■ EXTRAIT DU TEXTE
********************
On peut le faire principalement aujourd'hui, quand nous voyons comment la Russie agit en Finlande et envers d'autres peuples avec lesquels elle a des traités inviolables; comment elle foule aux pieds ces traités; comment elle écrase ces nationalités, avec quelle violence elle veut les russifier, par les mêmes moyens qu'emploie la Turquie en Arménie-turque pour supprimer les nationalités. Mais ceci est une affaire qui ne nous intéresse pas aujourd'hui, car actuellement la question arménienne a pris un autre aspect. Pour le peuple arménien du moins, pour les peuples chrétiens de Turquie, la Russie s'est montrée plusieurs fois une puissance vraiment protectrice.
Quels motifs lui ont inspiré cette attitude? Cela est indifférent à ces peuples. Quand ils souffrent, les peuples ne recherchent pas pourquoi on leur vient en aide, ils ne demandent qu'à être sauvés. Eh bien, l'Europe en 1878, sur la proposition de l'homme d'État anglais Disraeli, s'opposa au traité de San Stefano; par le traité de Berlin elle releva la Russie de sa mission de veiller sur les Arméniens et prit ce devoir sur elle-même ; par là elle s'imposait de remplir doublement ce devoir. Le traité de Berlin a privé les Arméniens d'un protecteur sur lequel ils pouvaient du moins compter, dans une certaine mesure ; il lui a substitué le concert européen qui s'est montré très mauvais protecteur des Arméniens, bien plus mauvais protecteur que celui institué par le traité de San Stefano. Cela nous devons le reconnaître, quoique nous soyons, par ailleurs, des adversaires du gouvernement russe.
********************
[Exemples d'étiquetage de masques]
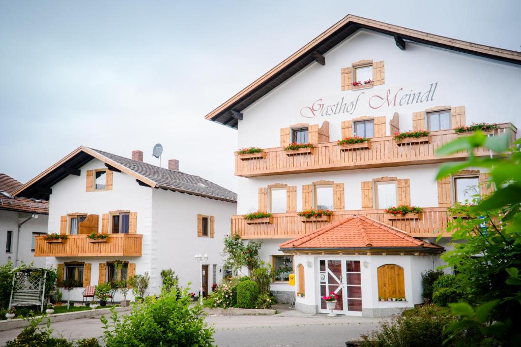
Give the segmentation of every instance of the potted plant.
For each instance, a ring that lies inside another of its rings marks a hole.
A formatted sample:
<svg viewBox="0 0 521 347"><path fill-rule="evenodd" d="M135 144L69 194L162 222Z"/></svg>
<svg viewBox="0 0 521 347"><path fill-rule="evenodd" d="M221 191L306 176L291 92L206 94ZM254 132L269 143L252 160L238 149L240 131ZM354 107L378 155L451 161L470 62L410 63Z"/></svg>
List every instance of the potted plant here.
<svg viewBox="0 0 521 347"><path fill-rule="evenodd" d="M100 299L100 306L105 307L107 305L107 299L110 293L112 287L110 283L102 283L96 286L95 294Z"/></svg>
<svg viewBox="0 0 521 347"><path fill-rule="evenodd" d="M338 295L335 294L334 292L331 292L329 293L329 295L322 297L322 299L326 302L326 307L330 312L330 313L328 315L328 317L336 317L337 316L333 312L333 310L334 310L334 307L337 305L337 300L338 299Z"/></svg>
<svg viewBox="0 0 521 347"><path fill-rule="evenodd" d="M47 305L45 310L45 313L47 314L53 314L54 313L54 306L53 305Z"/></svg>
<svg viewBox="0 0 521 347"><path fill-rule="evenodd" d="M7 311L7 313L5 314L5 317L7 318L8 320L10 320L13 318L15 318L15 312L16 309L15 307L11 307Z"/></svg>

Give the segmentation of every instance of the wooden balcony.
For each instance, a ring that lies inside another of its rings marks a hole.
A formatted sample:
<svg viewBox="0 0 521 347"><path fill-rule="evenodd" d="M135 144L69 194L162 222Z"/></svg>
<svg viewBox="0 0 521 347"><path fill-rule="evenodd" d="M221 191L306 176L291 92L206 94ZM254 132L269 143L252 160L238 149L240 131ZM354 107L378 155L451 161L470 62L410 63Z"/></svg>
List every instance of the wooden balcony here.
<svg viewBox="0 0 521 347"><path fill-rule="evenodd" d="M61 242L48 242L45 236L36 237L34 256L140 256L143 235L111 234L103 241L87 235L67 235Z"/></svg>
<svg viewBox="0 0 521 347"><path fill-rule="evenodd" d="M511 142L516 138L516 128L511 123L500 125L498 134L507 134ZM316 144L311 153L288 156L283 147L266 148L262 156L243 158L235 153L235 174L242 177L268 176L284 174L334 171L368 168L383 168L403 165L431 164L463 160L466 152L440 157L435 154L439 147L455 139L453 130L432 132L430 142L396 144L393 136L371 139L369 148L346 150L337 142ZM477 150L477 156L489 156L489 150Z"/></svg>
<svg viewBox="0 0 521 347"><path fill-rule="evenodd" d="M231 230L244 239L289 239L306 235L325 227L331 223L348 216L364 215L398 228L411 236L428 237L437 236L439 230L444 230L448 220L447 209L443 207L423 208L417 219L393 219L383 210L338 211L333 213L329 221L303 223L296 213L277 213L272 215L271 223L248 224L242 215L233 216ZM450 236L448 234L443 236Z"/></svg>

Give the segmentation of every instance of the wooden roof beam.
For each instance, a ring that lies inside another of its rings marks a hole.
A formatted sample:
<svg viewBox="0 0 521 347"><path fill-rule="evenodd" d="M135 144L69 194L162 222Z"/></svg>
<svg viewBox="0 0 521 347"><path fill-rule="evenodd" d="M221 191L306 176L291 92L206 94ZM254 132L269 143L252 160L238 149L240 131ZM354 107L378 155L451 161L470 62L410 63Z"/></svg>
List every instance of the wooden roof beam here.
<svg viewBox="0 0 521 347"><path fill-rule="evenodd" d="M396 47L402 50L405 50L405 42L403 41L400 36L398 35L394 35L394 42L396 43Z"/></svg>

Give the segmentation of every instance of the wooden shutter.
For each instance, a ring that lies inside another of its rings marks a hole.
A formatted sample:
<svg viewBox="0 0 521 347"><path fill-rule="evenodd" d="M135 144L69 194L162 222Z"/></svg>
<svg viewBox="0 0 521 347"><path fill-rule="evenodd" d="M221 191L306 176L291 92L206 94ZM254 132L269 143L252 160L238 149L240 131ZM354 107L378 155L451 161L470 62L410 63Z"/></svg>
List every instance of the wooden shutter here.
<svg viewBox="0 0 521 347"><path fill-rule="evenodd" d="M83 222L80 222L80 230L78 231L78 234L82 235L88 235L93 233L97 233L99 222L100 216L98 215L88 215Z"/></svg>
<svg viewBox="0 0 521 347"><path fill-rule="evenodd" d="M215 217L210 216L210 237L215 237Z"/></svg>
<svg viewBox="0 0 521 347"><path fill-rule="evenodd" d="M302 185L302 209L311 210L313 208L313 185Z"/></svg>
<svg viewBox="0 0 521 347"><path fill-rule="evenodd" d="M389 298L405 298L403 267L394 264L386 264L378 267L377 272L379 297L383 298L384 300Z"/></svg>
********************
■ TRAVAIL DEMANDÉ
Extrayez mot pour mot l'intégralité du passage sur la question arménienne.

■ SOLUTION RÉDIGÉE
On peut le faire principalement aujourd'hui, quand nous voyons comment la Russie agit en Finlande et envers d'autres peuples avec lesquels elle a des traités inviolables; comment elle foule aux pieds ces traités; comment elle écrase ces nationalités, avec quelle violence elle veut les russifier, par les mêmes moyens qu'emploie la Turquie en Arménie-turque pour supprimer les nationalités. Mais ceci est une affaire qui ne nous intéresse pas aujourd'hui, car actuellement la question arménienne a pris un autre aspect. Pour le peuple arménien du moins, pour les peuples chrétiens de Turquie, la Russie s'est montrée plusieurs fois une puissance vraiment protectrice.
Quels motifs lui ont inspiré cette attitude? Cela est indifférent à ces peuples. Quand ils souffrent, les peuples ne recherchent pas pourquoi on leur vient en aide, ils ne demandent qu'à être sauvés. Eh bien, l'Europe en 1878, sur la proposition de l'homme d'État anglais Disraeli, s'opposa au traité de San Stefano; par le traité de Berlin elle releva la Russie de sa mission de veiller sur les Arméniens et prit ce devoir sur elle-même ; par là elle s'imposait de remplir doublement ce devoir. Le traité de Berlin a privé les Arméniens d'un protecteur sur lequel ils pouvaient du moins compter, dans une certaine mesure ; il lui a substitué le concert européen qui s'est montré très mauvais protecteur des Arméniens, bien plus mauvais protecteur que celui institué par le traité de San Stefano. Cela nous devons le reconnaître, quoique nous soyons, par ailleurs, des adversaires du gouvernement russe.